== WORK INSTRUCTIONS ==
Rewrite only the stretch of records from the line containing "Where can the ornate" through the line containing "<point>384,190</point>", requests included, scaling every coordinate in the answers by 0.45 and rounding to whole numbers, with halves rounded up. Leave the requests and their sample points unchanged.

== GIVEN DATA ==

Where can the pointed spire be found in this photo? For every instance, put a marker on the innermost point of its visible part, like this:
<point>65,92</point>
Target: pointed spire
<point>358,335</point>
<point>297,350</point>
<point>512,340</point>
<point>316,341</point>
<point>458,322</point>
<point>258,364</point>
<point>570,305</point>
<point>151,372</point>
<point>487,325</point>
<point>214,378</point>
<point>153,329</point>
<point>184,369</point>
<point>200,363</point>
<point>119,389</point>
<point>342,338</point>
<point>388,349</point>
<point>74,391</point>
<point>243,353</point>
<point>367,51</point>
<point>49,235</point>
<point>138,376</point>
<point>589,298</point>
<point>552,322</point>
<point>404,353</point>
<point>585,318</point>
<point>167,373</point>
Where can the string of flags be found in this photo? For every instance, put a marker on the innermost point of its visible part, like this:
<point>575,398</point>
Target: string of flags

* * *

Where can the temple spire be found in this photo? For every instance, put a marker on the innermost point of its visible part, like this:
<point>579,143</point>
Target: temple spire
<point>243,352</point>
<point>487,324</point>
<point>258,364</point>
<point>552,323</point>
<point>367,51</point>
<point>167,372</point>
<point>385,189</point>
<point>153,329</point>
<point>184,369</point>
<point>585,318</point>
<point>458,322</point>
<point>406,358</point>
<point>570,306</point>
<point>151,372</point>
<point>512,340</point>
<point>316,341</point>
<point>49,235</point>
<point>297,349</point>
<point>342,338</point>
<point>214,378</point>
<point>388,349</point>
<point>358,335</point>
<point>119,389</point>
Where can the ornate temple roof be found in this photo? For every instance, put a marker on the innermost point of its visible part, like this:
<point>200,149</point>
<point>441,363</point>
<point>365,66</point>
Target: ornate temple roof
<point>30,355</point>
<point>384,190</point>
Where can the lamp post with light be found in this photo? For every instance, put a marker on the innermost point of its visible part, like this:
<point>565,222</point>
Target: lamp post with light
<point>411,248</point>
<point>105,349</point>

== FINISHED ANSWER ==
Where can the ornate temple roof be found in this photo? For every instance, put a marker on the innermost point of its visible part, like this:
<point>200,149</point>
<point>441,363</point>
<point>365,66</point>
Target: ornate temple roof
<point>14,160</point>
<point>173,86</point>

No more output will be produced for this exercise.